TASK DESCRIPTION: Give back each entry unchanged, minus pictures.

-- start SUPPLIED INFORMATION --

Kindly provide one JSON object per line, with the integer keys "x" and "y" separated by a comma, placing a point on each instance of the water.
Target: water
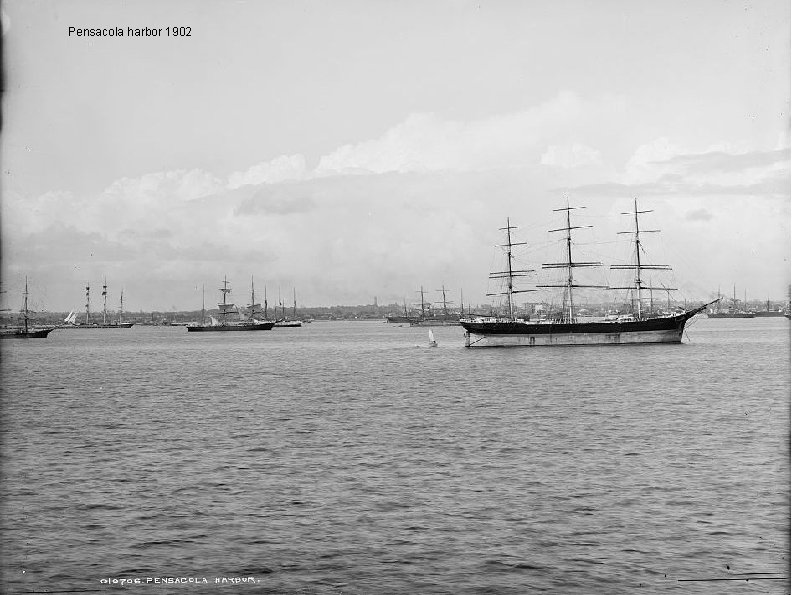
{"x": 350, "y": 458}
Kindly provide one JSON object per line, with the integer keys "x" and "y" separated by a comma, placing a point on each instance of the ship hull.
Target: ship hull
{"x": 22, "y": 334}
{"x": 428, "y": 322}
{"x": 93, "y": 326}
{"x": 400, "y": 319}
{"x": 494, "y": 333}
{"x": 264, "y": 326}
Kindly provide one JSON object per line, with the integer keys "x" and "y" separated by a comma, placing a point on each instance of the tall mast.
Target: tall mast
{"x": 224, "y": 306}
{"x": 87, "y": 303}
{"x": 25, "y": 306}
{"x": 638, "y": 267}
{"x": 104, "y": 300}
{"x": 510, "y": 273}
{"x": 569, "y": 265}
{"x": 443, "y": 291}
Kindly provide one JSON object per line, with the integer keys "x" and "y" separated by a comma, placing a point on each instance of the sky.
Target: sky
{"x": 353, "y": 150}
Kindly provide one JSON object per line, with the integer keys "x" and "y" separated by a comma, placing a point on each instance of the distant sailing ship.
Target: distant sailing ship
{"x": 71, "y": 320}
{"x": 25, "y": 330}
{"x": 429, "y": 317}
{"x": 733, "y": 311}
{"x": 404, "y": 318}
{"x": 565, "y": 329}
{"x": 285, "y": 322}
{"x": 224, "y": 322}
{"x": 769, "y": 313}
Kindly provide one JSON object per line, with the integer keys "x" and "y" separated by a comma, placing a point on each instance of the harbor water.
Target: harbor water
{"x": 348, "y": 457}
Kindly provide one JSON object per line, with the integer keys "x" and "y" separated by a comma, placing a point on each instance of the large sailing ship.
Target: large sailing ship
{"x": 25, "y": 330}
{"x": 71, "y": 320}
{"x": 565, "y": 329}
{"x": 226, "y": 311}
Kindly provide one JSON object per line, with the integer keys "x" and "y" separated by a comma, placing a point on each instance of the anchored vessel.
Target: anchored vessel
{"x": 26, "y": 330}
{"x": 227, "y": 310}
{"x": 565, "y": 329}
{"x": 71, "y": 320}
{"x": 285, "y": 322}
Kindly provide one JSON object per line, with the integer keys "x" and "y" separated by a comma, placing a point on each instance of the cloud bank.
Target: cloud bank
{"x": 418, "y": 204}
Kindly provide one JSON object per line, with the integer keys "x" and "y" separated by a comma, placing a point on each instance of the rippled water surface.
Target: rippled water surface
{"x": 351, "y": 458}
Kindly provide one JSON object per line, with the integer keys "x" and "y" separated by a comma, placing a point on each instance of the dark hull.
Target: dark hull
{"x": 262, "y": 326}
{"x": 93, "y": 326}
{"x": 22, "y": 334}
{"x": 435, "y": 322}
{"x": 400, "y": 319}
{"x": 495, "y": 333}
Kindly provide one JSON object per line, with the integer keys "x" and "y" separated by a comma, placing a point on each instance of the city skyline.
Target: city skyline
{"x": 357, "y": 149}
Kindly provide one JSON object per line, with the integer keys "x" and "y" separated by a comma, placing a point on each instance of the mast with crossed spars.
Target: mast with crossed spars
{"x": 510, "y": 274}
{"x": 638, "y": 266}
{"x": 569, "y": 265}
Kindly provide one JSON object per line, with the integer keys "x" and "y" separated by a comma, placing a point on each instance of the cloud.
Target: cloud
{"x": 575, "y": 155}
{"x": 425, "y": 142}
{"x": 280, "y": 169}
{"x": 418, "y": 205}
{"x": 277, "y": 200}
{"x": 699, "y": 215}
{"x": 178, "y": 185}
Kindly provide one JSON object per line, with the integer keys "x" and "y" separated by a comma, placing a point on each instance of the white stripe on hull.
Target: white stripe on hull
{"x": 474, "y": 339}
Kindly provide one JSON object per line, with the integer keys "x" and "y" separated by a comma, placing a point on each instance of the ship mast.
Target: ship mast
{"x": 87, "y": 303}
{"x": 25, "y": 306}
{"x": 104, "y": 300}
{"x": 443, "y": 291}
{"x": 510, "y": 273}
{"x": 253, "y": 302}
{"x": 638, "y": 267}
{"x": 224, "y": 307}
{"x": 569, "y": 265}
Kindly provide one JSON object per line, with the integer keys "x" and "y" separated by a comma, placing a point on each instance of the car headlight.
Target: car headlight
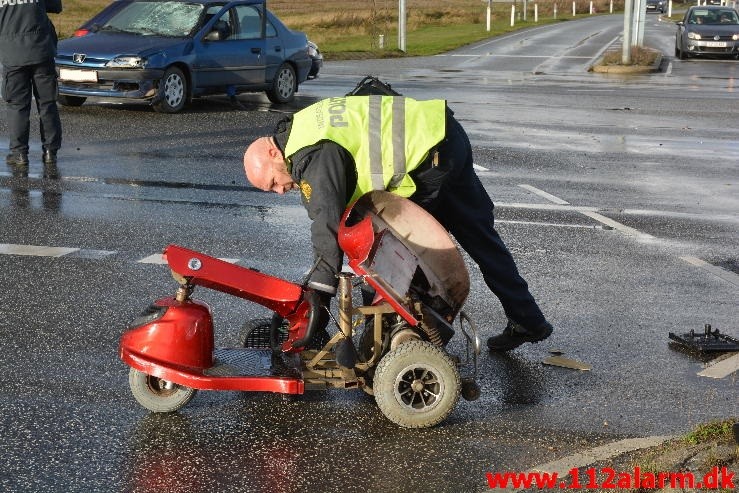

-- end SUPPLIED INFORMATION --

FULL OUTPUT:
Kindly provide one JSON object per line, with the integer keys "x" and "y" separated by a comma, placing a point on each instance of the water.
Target: water
{"x": 350, "y": 458}
Kindly provide one JSON object per line, with the integer keys "x" and "y" separated by a comma, placing a point on each instance of the ship hull.
Target: ship hull
{"x": 22, "y": 334}
{"x": 428, "y": 322}
{"x": 93, "y": 326}
{"x": 400, "y": 319}
{"x": 494, "y": 333}
{"x": 264, "y": 326}
Kindly provide one JSON object per line, with the integer keys "x" and "y" separated by a comma, placing a point on each instance of the tall mast.
Target: tall mast
{"x": 224, "y": 306}
{"x": 87, "y": 303}
{"x": 25, "y": 306}
{"x": 638, "y": 267}
{"x": 104, "y": 300}
{"x": 510, "y": 273}
{"x": 569, "y": 265}
{"x": 443, "y": 291}
Kindly provide one JSON object per line, with the integer keys "x" and "y" separated by a comma, placing a point on each instance of the sky.
Target: sky
{"x": 353, "y": 150}
Kindly provide one JSON object per line, with the integer keys "x" and "y" separated by a comma, placing a point on each instance of the distant sailing ship.
Target: distant sailing ship
{"x": 71, "y": 320}
{"x": 25, "y": 330}
{"x": 429, "y": 317}
{"x": 733, "y": 311}
{"x": 404, "y": 318}
{"x": 565, "y": 329}
{"x": 285, "y": 322}
{"x": 224, "y": 322}
{"x": 769, "y": 313}
Kindly provide one JSON object per line, with the integer keys "x" and "y" separated by a comma, placing a point on each instance of the harbor water.
Target: harbor water
{"x": 348, "y": 457}
Kindly provide one JSON object per line, with the integer keys "x" and "y" separated by a comma, placing a point on each instance of the large sailing ship.
Target: large sailing ship
{"x": 25, "y": 330}
{"x": 71, "y": 320}
{"x": 565, "y": 329}
{"x": 226, "y": 311}
Kindly provide one JSON object per line, with the integer keys "x" and "y" separated by a comma, placing a point on each instance of the anchored vessel.
Target: anchored vessel
{"x": 26, "y": 330}
{"x": 227, "y": 310}
{"x": 565, "y": 329}
{"x": 71, "y": 320}
{"x": 285, "y": 322}
Kindly provide one JSON object per line, with the integer keys "x" and "y" separated by a comma, placing a point on each instance of the cloud bank.
Target: cloud bank
{"x": 418, "y": 204}
Kindly provide one JSON object per line, with the integer keys "x" and "y" separated by a comma, placing a point on each instance of the rippled water surface.
Target: rippled water surface
{"x": 351, "y": 458}
Kindly provide one JSON object per line, with the integer keys "x" and "y" separated by a comma, placing a point on each instance of the dark hull.
Target: dark hull
{"x": 262, "y": 326}
{"x": 93, "y": 326}
{"x": 22, "y": 334}
{"x": 435, "y": 322}
{"x": 400, "y": 319}
{"x": 495, "y": 333}
Kindly provide one JSON object per line, with the integer keys "x" and "y" separated by a comma, placing a point on each instance of the city skyline.
Target: city skyline
{"x": 357, "y": 149}
Kindly provide one JSON object per line, with the integer keys "x" and "y" separated by a comma, placing a point on each instance of the mast with crossed spars.
Target: mast with crossed spars
{"x": 510, "y": 274}
{"x": 638, "y": 266}
{"x": 569, "y": 265}
Kindly provide one JSON object per line, with the integer keys "x" and "y" separated by a comma, placing a point on each instance of the cloud.
Target: cloud
{"x": 575, "y": 155}
{"x": 425, "y": 142}
{"x": 280, "y": 169}
{"x": 418, "y": 205}
{"x": 277, "y": 200}
{"x": 699, "y": 215}
{"x": 178, "y": 185}
Kindly provide one JSON object per line, with the integer keys "x" and "y" separated by a comma, placing a point on each instance of the white stripe on hull.
Target: white stripe on hull
{"x": 474, "y": 339}
Kindly provide one JSON object per line, with the integer keys "x" and "y" separated by a comma, placing a point on each instance of the ship mast.
Target: ship mast
{"x": 87, "y": 303}
{"x": 25, "y": 306}
{"x": 104, "y": 300}
{"x": 443, "y": 291}
{"x": 510, "y": 273}
{"x": 253, "y": 302}
{"x": 638, "y": 267}
{"x": 224, "y": 307}
{"x": 569, "y": 265}
Kindly provide one JSON object per line, with the integer keys "x" and "y" separated by a comma, placing a point on each instance of the car headlight.
Target: car headlight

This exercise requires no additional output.